[Location labeling records]
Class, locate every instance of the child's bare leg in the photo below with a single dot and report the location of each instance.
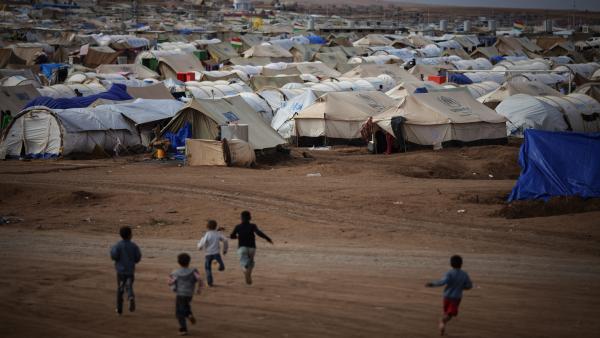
(445, 319)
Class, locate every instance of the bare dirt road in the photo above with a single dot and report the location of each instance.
(353, 248)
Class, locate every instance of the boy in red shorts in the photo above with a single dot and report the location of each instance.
(455, 281)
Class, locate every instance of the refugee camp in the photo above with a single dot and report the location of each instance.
(276, 168)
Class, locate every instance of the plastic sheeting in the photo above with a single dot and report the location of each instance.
(283, 120)
(116, 93)
(558, 164)
(527, 112)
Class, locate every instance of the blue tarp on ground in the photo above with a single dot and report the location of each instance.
(48, 68)
(459, 78)
(558, 164)
(117, 92)
(316, 40)
(178, 139)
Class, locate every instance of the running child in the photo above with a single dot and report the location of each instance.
(455, 280)
(244, 232)
(183, 282)
(126, 255)
(211, 243)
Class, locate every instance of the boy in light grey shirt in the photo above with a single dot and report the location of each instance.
(183, 282)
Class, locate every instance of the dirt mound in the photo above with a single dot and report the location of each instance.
(489, 198)
(555, 206)
(480, 163)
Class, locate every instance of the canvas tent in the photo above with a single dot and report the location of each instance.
(442, 116)
(13, 99)
(372, 70)
(41, 132)
(283, 121)
(274, 52)
(575, 112)
(340, 115)
(558, 164)
(170, 65)
(205, 116)
(137, 70)
(222, 52)
(514, 87)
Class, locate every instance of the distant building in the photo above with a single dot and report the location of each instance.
(242, 5)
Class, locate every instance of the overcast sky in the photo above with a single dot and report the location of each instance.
(553, 4)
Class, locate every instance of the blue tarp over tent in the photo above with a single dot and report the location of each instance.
(317, 40)
(48, 68)
(459, 78)
(558, 164)
(117, 92)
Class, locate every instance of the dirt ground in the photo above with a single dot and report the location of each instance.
(353, 247)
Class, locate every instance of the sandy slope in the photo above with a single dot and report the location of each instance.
(352, 248)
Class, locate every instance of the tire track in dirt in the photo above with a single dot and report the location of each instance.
(352, 220)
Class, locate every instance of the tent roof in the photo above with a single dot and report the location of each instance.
(272, 51)
(138, 70)
(373, 70)
(442, 107)
(181, 63)
(347, 106)
(234, 109)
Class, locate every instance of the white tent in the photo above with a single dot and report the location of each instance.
(283, 121)
(478, 90)
(441, 116)
(527, 112)
(41, 132)
(340, 114)
(205, 116)
(574, 112)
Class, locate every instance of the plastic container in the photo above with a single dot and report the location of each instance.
(437, 79)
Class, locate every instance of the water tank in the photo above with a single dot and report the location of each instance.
(548, 25)
(242, 5)
(311, 23)
(467, 26)
(444, 25)
(235, 131)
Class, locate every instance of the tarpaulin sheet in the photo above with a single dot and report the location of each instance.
(558, 164)
(48, 68)
(117, 92)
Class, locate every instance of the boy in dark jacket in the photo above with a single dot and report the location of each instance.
(455, 280)
(244, 232)
(126, 255)
(183, 282)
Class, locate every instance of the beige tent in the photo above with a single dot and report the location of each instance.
(155, 92)
(332, 60)
(304, 53)
(317, 69)
(261, 82)
(442, 116)
(340, 115)
(206, 115)
(219, 153)
(274, 52)
(14, 99)
(485, 52)
(222, 52)
(373, 40)
(97, 56)
(514, 87)
(137, 70)
(170, 65)
(255, 61)
(373, 70)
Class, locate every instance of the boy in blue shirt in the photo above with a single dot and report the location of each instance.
(126, 255)
(455, 280)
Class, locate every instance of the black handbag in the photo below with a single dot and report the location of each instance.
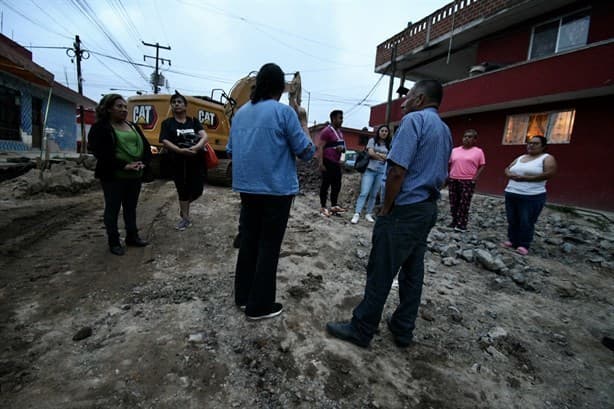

# [Directions for this task]
From the lines above, keep only those containing the string "plastic", and copy each of them out. Matching is case-sensitive.

# [Task response]
Class, locate every instance of the plastic sheeting in the photo above with a single dot and report the location of each instance.
Class, locate every instance of the plastic container in the photo above with a single dot and report the location of each instance.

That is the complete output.